OBJECTIVE = Take the line that contains "of the patio" and every line after it in the material below, and quote them exactly.

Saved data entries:
:::
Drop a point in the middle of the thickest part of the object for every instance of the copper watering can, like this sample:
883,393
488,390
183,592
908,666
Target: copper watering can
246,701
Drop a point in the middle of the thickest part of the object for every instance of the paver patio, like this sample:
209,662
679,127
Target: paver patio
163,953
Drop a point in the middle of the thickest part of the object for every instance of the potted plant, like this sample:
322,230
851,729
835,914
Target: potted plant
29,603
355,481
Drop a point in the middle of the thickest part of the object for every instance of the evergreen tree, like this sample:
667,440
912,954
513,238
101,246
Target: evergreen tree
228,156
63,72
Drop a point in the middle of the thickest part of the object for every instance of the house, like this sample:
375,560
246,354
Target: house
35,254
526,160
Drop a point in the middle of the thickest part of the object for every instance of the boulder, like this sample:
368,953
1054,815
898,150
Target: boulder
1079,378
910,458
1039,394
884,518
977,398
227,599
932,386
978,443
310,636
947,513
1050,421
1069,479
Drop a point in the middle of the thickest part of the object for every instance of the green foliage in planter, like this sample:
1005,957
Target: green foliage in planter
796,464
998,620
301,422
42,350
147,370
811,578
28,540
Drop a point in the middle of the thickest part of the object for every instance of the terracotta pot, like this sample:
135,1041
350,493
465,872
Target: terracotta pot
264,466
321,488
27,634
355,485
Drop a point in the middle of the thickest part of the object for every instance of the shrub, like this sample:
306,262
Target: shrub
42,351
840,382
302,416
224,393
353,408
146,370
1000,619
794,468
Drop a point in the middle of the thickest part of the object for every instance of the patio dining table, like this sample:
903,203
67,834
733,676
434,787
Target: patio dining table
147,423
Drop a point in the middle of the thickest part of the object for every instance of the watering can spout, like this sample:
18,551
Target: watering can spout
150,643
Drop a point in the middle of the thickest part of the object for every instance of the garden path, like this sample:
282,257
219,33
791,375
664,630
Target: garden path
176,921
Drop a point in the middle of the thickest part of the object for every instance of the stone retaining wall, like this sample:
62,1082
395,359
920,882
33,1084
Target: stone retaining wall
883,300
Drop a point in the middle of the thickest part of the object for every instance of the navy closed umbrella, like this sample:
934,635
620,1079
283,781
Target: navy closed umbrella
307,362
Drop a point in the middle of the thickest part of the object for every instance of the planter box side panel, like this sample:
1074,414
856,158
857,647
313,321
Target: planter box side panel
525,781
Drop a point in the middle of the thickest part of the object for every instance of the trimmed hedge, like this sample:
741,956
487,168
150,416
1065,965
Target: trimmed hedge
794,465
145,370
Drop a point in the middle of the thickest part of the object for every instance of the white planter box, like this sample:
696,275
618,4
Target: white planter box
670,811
:::
TASK ANSWER =
Drop a point in the middle of the thickest part of the object for every instance of the patio dining table, like this sample:
903,203
67,834
733,676
434,787
Target: patio dining table
147,423
Drop a point in the middle of the thickest part of the object for every instance of the watering can spout, like this sample:
18,551
Target: watering can spout
150,643
Drop a point in the middle of the thickest part of the object for every instance of the garden path, like this sample:
282,257
219,33
791,375
664,630
Target: garden path
176,921
Drop a point in the middle of the thickest part of the object for every instance of the stone retaining wall, like this sample:
62,1082
395,359
920,882
33,1084
Target: stone retaining wall
883,300
Drop a point in the middle of the thickest part of the object for every instance of the navy closed umbrella, like this sample:
934,635
620,1079
283,781
Target: navy closed umbrella
307,362
Drop a point in the middle of the thickest part of the object for every instance of the planter box side panel, like this sample:
1074,414
856,158
857,647
313,321
Target: planter box side panel
525,781
Drop a point in the middle of the thickest part of the object for every instance of the trimmed hedge, like this sample:
741,956
487,168
150,416
1065,965
Target: trimmed hedge
794,465
145,370
Drop a point in the middle of the thickest part of the object for every instance of the white planter box, like this sample:
696,275
618,4
Target: white planter box
670,811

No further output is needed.